__Records for this task__:
------------------------------------

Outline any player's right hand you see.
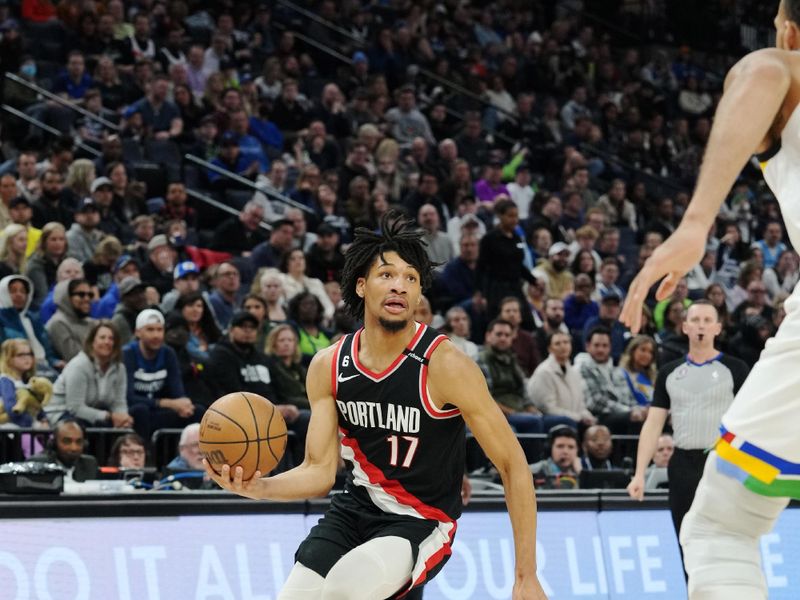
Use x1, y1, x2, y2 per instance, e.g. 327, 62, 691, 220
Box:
203, 460, 264, 500
620, 221, 707, 333
627, 474, 645, 501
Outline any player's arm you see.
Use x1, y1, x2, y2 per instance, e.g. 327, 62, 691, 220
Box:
627, 407, 668, 501
622, 49, 792, 332
428, 343, 547, 600
204, 345, 340, 501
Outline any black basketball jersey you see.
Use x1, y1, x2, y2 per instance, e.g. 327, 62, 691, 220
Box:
332, 323, 466, 524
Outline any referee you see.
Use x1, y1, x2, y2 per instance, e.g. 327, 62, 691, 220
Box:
627, 300, 749, 540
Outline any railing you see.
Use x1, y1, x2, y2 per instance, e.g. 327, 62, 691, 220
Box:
0, 427, 135, 465
1, 104, 101, 157
185, 188, 272, 231
184, 153, 315, 215
5, 72, 121, 132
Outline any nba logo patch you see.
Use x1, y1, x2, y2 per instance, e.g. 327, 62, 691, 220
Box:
675, 365, 689, 380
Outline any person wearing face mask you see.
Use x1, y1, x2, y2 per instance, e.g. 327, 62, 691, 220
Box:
30, 419, 98, 482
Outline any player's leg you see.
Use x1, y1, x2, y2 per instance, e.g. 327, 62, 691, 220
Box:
321, 536, 414, 600
277, 563, 324, 600
680, 452, 789, 600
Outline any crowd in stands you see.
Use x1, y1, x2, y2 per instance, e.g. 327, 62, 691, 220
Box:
0, 0, 791, 488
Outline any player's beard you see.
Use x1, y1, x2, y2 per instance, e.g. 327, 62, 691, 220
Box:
378, 317, 407, 333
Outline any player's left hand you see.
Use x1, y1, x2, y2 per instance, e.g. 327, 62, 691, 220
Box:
461, 474, 472, 506
513, 577, 548, 599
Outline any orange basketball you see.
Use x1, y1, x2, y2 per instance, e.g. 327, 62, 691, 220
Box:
199, 392, 288, 480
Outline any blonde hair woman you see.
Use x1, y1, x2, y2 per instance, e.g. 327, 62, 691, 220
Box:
64, 159, 96, 199
619, 335, 658, 406
0, 224, 29, 276
25, 222, 68, 304
265, 324, 308, 409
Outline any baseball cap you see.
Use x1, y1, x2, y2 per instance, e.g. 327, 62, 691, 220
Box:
317, 223, 338, 236
601, 293, 622, 304
76, 197, 99, 213
135, 308, 165, 330
220, 131, 239, 146
352, 51, 368, 64
230, 310, 259, 328
147, 234, 169, 253
90, 176, 113, 193
113, 254, 137, 274
548, 241, 570, 257
173, 261, 200, 280
8, 196, 30, 209
118, 276, 146, 297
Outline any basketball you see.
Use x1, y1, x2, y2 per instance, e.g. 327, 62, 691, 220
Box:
199, 392, 288, 480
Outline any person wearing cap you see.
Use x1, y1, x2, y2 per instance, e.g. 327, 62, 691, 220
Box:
93, 255, 140, 319
305, 223, 344, 283
90, 176, 130, 244
208, 131, 260, 191
532, 241, 575, 300
160, 261, 202, 314
25, 222, 68, 307
46, 279, 97, 362
0, 274, 61, 374
111, 276, 149, 345
140, 234, 176, 298
7, 196, 41, 259
582, 292, 629, 363
123, 308, 203, 439
66, 198, 103, 264
211, 201, 268, 255
474, 159, 510, 204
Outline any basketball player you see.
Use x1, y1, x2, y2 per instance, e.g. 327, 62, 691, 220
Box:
620, 3, 800, 597
205, 212, 547, 599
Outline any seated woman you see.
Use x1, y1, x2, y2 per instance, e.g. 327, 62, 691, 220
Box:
108, 433, 148, 469
0, 224, 29, 279
46, 320, 133, 428
279, 248, 335, 322
527, 331, 596, 429
173, 291, 221, 362
25, 222, 68, 308
620, 335, 658, 406
242, 294, 271, 353
288, 291, 331, 365
0, 338, 49, 428
253, 268, 288, 330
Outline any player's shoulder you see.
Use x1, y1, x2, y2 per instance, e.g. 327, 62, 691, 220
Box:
730, 48, 794, 78
306, 339, 343, 392
427, 337, 480, 376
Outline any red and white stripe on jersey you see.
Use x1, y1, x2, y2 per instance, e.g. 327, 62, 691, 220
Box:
419, 334, 461, 419
351, 324, 427, 382
340, 427, 456, 595
331, 336, 346, 400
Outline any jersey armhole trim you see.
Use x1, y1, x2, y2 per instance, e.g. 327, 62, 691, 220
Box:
331, 336, 346, 401
420, 335, 461, 419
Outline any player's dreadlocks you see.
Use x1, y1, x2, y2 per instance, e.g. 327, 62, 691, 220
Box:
341, 210, 435, 319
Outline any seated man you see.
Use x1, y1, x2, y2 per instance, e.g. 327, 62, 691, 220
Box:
645, 433, 674, 490
166, 423, 204, 472
30, 419, 98, 482
529, 425, 581, 490
580, 424, 615, 470
123, 309, 204, 439
46, 278, 96, 362
579, 326, 643, 433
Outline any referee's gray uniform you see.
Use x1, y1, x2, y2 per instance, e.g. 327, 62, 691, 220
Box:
652, 353, 749, 537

------------------------------------

__Work instruction__: Copy the entire listing exactly but skip the pictures.

__Written answer__:
Outline any player's right hand you see.
Use x1, y1, x2, y2 per instance, e.g. 327, 62, 691, 220
Box:
203, 460, 264, 500
620, 221, 707, 333
627, 474, 645, 501
Outline any player's arm you see.
Use x1, y1, x2, y2 per instance, e.g. 327, 62, 691, 220
Box:
627, 407, 668, 501
622, 49, 792, 332
428, 343, 547, 600
204, 345, 340, 501
Outline any black basketball jersey you see.
Use x1, y1, x2, y2 per instance, e.g. 327, 62, 691, 220
Box:
332, 323, 466, 524
Outline any referee you see.
Use x1, y1, x2, y2 per instance, e.g. 327, 62, 691, 220
Box:
627, 300, 749, 540
Outline any railing you see.
Use x1, y1, x2, y2 per instance, e.g. 327, 62, 691, 220
Box:
0, 427, 135, 465
1, 104, 101, 157
185, 188, 272, 231
184, 153, 315, 215
5, 72, 121, 132
Outline any nba logo patch you see.
Use x1, y1, x2, y2 per instance, e.g. 327, 62, 691, 220
Box:
675, 365, 689, 380
Outline any person wearing face mask you see.
Use x1, y1, x2, y2 per instance, e.g. 327, 62, 691, 220
Box:
30, 419, 98, 482
Outline any player's leg you see.
Use x1, y1, x2, y2 per instance, e.g. 327, 62, 691, 220
Box:
321, 536, 414, 600
277, 563, 324, 600
680, 452, 789, 600
Outline any crowd in stands you see.
Use x1, y1, x2, y2 per instance, e.g. 327, 62, 691, 220
Box:
0, 0, 791, 488
Outline any player's beard you see.
Use x1, y1, x2, y2 per instance, e.g. 327, 62, 691, 220
Box:
378, 317, 407, 333
Outline any player's left hand you see.
Use x1, y1, x2, y2 per instance, e.g. 327, 62, 691, 220
Box:
461, 474, 472, 506
513, 577, 548, 599
Outline any orange basketball you see.
Use x1, y1, x2, y2 per instance, e.g. 327, 62, 691, 220
Box:
199, 392, 288, 480
Outline any blonde hair woman you see.
Use x1, y1, x2, y2 per instance, e.g. 327, 62, 691, 220
Box:
64, 159, 96, 199
619, 335, 658, 406
0, 224, 29, 276
25, 222, 68, 304
265, 324, 308, 409
Outline any baseball cap you see.
Use x1, y1, x2, y2 per instance, e.g. 327, 62, 691, 220
Box:
317, 223, 338, 236
601, 293, 622, 304
76, 197, 99, 213
135, 308, 165, 330
220, 131, 239, 146
352, 51, 368, 64
230, 310, 259, 328
147, 234, 169, 253
90, 176, 113, 193
113, 254, 137, 274
548, 241, 570, 257
173, 261, 200, 280
8, 196, 30, 209
118, 276, 146, 297
Outline any basketball you see.
Use x1, y1, x2, y2 per instance, e.g. 327, 62, 691, 220
Box:
199, 392, 288, 480
Outline any person wearing cap you see.
Use x1, y1, x2, y2 per instance, e.g. 327, 62, 691, 220
Box:
93, 255, 140, 319
305, 223, 344, 283
90, 176, 130, 244
208, 131, 260, 191
532, 241, 575, 300
160, 261, 202, 314
25, 222, 68, 307
46, 279, 97, 362
0, 274, 61, 374
111, 276, 149, 345
140, 234, 176, 298
7, 196, 41, 259
582, 292, 629, 363
123, 308, 203, 439
66, 198, 103, 264
211, 201, 268, 255
474, 159, 510, 204
Outline any basketball player you see.
Use x1, y1, x2, y2 per instance, e.g. 327, 62, 691, 220
Box:
620, 3, 800, 597
205, 212, 547, 599
Outline any seated woman you see.
Use x1, y1, x2, y2 per instance, e.g. 327, 62, 691, 220
Box:
108, 433, 148, 469
0, 224, 29, 279
46, 320, 133, 428
279, 248, 335, 322
527, 331, 596, 429
173, 291, 221, 362
25, 222, 68, 308
620, 335, 658, 406
242, 294, 271, 353
288, 291, 331, 365
0, 338, 49, 428
253, 268, 288, 330
Outline any player's shoulder you see.
Use x1, y1, x2, y2 per instance, e.g. 327, 62, 691, 220
Box:
730, 48, 794, 78
306, 339, 343, 392
427, 337, 480, 376
Outline any red and white stripe on jersey you see.
Use x1, y1, x2, y2 per instance, e.g. 327, 62, 691, 220
Box:
419, 334, 461, 419
351, 324, 427, 382
340, 427, 456, 595
331, 336, 346, 400
Outline any jersey armhole trim you see.
Use x1, y1, x2, y2 per instance, e.g. 327, 62, 691, 220
Box:
331, 336, 346, 401
420, 335, 461, 419
Outline any player's dreadlocks you see.
Use x1, y1, x2, y2 per instance, e.g. 327, 62, 691, 220
Box:
341, 210, 435, 319
Outline any seated man you see.
Use x1, y1, x2, y2 per instance, e.g. 327, 62, 691, 220
Box:
645, 433, 674, 490
166, 423, 204, 472
30, 419, 98, 482
529, 425, 581, 490
580, 424, 615, 470
123, 309, 204, 439
46, 278, 96, 362
579, 326, 643, 433
Outline any referee's gray uniform you see.
Use x1, y1, x2, y2 per instance, e.g. 327, 62, 691, 220
Box:
652, 353, 749, 537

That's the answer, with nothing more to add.